→ **Document section**:

□ □ □ □ □

SENATOR Obong Godswill Akpabio, Senate President, who refuses to imagine for a fleeting second that his role as the chief presiding officer gives him no powers to act outside the law, beyond the reaches of his office, or to ignore the law when it pleases him, serves his purpose, and sounds a warning to others that he is a very powerful man.

Akpabio is one to relish the thought that the law was his to interpret. He might be the law for he swings it to what he wants it to be. A smirk marks each of his victories. They are mostly pyrrhic, and their unimportance is lost on Akpabio who is having the time of his life reducing the Senate to his understanding of law and order.

He has spent almost two years reminding us that he is the Senate President all because he has not been able to make a landmark ruling that aligned with the welfare of the people. Last year, the motion to halt further increase on electricity tariffs was one unmissed Akpabio chance to mock suffering Nigerians. “Let the people breath,” he ruled, accompanied with a roaring laughter that denoted that he had awarded life to Nigerians.

When he suspended Senator Natasha Akpoti-Uduaghan for violating Senate Rules, Akpabio sounded triumphant reading out the verdict of the Committee on Ethics, Privileges, and Code of Conduct.

“That the Senate do suspend Senator Natasha Akpoti-Uduaghan for six months for her total violation of the Senate Standing Rules (2023 as amended for bringing the presiding officer and the entire Nigerian Senate to public opprobrium,” Senate President Godswill Akpabio ruled on Thursday 6 March 2025 reading from the recommendations of the Committee on Ethics, Privileges, and Code of Conduct that probed her claims.

Would Akpabio retrace his steps if he was wrong? There is no chance that he would. Akpabio believes that his status leaves him no time to deal with mere mortals whether they were elected Senators, “court-ordered Senators” like him, his own court judgement all the way from the Supreme Court was uncommon. How would mere mortals, ordinary Nigerians query his decisions?

Akpabio’s aides say he is too busy, too elevated to prattle. Words to that effect were their response to former Vice-President Abubakar Atiku who levied serious allegations against Akpabio.

□ □ □ □ □

Dataset records on object locations
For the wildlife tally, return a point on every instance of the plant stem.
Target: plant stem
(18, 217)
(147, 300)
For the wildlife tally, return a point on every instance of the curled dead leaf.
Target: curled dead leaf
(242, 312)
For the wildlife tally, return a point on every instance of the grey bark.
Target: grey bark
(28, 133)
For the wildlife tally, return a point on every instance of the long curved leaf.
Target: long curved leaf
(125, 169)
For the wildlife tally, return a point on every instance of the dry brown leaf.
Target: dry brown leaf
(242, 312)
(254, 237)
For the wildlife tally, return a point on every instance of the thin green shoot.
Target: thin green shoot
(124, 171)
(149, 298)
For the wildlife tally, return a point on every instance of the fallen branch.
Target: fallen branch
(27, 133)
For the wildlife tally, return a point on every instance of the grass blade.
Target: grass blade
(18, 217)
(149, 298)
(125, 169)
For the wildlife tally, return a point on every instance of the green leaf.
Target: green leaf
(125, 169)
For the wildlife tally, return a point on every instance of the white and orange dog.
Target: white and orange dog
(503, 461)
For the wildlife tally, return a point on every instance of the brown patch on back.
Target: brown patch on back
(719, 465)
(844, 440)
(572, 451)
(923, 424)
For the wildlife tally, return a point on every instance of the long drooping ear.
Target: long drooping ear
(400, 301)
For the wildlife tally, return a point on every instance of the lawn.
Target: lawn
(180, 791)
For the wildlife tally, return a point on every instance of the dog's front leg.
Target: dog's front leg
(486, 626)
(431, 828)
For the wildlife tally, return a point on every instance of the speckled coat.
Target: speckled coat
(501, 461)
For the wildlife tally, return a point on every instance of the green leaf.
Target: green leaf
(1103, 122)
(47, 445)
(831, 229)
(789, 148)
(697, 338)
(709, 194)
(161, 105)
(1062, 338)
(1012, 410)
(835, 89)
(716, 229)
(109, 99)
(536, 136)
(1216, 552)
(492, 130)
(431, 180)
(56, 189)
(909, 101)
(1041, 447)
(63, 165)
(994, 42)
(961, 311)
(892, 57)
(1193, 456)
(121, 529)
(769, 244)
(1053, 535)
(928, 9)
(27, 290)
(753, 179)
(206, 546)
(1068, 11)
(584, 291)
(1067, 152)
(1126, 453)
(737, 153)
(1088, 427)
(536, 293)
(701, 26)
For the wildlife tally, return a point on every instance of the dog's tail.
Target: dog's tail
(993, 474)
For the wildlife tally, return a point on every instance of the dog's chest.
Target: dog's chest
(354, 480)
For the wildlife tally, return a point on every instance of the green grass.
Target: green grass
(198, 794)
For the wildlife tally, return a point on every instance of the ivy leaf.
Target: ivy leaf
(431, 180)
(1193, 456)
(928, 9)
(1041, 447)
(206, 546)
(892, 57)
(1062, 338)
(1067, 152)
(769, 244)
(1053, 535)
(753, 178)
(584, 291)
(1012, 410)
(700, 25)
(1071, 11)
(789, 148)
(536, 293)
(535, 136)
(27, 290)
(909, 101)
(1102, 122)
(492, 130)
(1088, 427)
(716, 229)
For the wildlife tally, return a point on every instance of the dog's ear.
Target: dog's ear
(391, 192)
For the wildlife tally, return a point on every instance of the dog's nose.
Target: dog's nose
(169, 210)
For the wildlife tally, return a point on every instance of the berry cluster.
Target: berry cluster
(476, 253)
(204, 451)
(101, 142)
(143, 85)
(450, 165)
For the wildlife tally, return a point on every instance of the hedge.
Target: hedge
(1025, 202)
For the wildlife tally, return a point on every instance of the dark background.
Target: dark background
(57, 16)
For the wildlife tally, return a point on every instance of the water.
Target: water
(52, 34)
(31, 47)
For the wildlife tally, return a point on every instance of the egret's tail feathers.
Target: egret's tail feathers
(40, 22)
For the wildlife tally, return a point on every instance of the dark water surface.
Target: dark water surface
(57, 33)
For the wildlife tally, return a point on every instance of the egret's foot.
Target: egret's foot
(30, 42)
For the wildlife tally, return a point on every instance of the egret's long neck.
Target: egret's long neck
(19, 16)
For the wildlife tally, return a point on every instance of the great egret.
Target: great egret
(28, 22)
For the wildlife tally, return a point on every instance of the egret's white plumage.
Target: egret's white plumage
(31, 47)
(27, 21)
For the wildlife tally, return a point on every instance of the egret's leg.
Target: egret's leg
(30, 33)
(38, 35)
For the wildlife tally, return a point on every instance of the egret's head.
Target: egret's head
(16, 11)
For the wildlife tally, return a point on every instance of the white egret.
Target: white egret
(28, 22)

□ □ □ □ □

→ **Exercises to complete**:
[1] Repeat the passage from the commentary on Senate President Akpabio, starting at the words "Would Akpabio retrace" and ending after the words "query his decisions?".
[2] Carry on the commentary about Senate President Akpabio from its final sentence.

→ **Final answers**:
[1]
Would Akpabio retrace his steps if he was wrong? There is no chance that he would. Akpabio believes that his status leaves him no time to deal with mere mortals whether they were elected Senators, “court-ordered Senators” like him, his own court judgement all the way from the Supreme Court was uncommon. How would mere mortals, ordinary Nigerians query his decisions?

[2]
Senator Natasha’s suspension ended on Thursday 20 March 2025, 8 days ago. Whatever has been happening since then is evidence of the lawlessness of the Senate and its leadership.

The same Senate Rules book from which Akpabio suspended Natasha has 14 days as the maximum number of days that a Senator can be suspended from the National Assembly.

While Akpabio found Natasha’s infractions in the Senate Standing Rules, what provision awarded him the powers to suspend her for six months? What does “total violation” of the Standing Rules mean? Was Natasha being punished for violation or total violation?

Precedents date back to 2010 when a Federal High Court in Abuja ruled that the House of Representatives could not suspend members for more than 14 days. The case involved Dino Melayae and 10 other members.

Justice Dimgba Igwe also ruled in April 2018 that the Senate had no powers to suspend a member for more than 14 days. The case was Ovie Omo-Agege V The Senate which had suspended him for 90 days.

More recently, Senators Ali Ndume and Abdul Ningi were suspended under Akpabio’s leadership, and the courts nullified the suspensions. Ningi had alleged that the Appropriation Committee padded the Appropriation Bill by over N3 trillion.

Order 67(4) of the Senate Rules states that a Senator can only be suspended for a period not exceeding 14 days. What the courts have been doing since 2010 is to draw the attention of the National Assembly to its own law.

Akpabio and the Senate Ethics Committee do not care about Order 67 (4) of the Senate Rules.

 

Finally…

OUR lawyers are at best quiet, only a few have asked if President Bola Ahmed Tinubu had the powers (under whatever law) to the Supreme Court order on the monthly allocation to Rivers State until it held local government elections, passed a budget through the full membership of the State House of Assembly in session. Reports of the swearing in of the Sole Administrator for Rivers State also detailed that the President had released the State’s allocation to the Sole Administrator. The amount was secret. There was no mention of who passed the budget and the powers with which the President over-ruled the Supreme Court.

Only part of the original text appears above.